» EXTRACTED TEXT:
▶
The Times notes that the call for bailouts amid the coronavirus crisis to avoid mass layoffs after years of share buybacks illustrates a major failing with the strategy. Shelling out money on buybacks and dividends aligns companies' priorities with shareholders' interests.

Corporate failure

Many high-profile investors have pressured companies to buy back their shares and pay dividends at a time when they should have been saving up for lean times ahead. Bowing under pressure to please investors and juice their stock prices, companies have focused on the desires of shareholders instead of the needs of their own business operations. As a result, they were left without cash and seeking a bailout during the coronavirus crisis.

President Trump's tax cut was aimed at boosting employment and wages, but instead, it helped drive more wealth for investors via share repurchases and dividends. Data from CapitalIQ indicates that between 2017 and 2019, S&P 500 companies spent $2 trillion buying back their own shares.
◀
» DATA UNDER STUDY:
▶
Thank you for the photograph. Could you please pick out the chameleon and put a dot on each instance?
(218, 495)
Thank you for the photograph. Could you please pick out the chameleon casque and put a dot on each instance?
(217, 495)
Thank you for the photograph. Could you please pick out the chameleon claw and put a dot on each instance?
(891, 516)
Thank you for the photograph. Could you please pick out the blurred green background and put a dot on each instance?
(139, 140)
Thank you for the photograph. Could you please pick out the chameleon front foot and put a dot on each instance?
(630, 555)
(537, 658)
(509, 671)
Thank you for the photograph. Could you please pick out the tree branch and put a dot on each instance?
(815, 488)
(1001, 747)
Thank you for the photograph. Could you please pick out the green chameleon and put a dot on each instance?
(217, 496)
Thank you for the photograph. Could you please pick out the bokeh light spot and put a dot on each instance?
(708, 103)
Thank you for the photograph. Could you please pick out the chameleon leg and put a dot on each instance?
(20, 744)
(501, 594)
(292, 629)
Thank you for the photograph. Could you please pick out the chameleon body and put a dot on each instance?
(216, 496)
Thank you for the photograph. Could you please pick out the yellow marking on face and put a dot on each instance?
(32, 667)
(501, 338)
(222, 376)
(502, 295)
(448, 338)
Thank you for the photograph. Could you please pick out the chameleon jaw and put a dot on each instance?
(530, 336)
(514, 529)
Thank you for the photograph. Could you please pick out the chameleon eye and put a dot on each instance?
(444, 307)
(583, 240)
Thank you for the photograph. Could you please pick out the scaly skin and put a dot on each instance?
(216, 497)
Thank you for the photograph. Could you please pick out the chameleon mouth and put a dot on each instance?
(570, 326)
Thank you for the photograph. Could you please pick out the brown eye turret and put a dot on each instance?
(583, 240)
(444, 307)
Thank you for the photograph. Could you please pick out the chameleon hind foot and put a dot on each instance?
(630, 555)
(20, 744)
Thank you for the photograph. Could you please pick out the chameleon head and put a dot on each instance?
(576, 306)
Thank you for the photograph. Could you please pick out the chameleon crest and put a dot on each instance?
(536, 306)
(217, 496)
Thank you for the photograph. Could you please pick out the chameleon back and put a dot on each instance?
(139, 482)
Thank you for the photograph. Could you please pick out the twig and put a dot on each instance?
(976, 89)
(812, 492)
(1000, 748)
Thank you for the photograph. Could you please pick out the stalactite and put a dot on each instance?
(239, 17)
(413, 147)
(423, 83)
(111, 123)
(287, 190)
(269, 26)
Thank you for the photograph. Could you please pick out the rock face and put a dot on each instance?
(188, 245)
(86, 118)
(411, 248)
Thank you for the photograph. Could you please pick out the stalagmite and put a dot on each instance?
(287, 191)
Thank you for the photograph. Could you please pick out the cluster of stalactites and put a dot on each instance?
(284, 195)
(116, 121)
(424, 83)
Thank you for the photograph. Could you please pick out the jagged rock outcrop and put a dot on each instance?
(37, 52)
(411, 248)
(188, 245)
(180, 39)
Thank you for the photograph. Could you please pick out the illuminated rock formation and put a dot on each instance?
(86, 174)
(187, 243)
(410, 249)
◀
» TRY IT:
Please give the amount the share buybacks excerpt says S&P 500 companies spent repurchasing their own shares between 2017 and 2019. The listing comes from a different source than the share buybacks excerpt.

» THE ANSWER:
$2 trillion, according to data from CapitalIQ.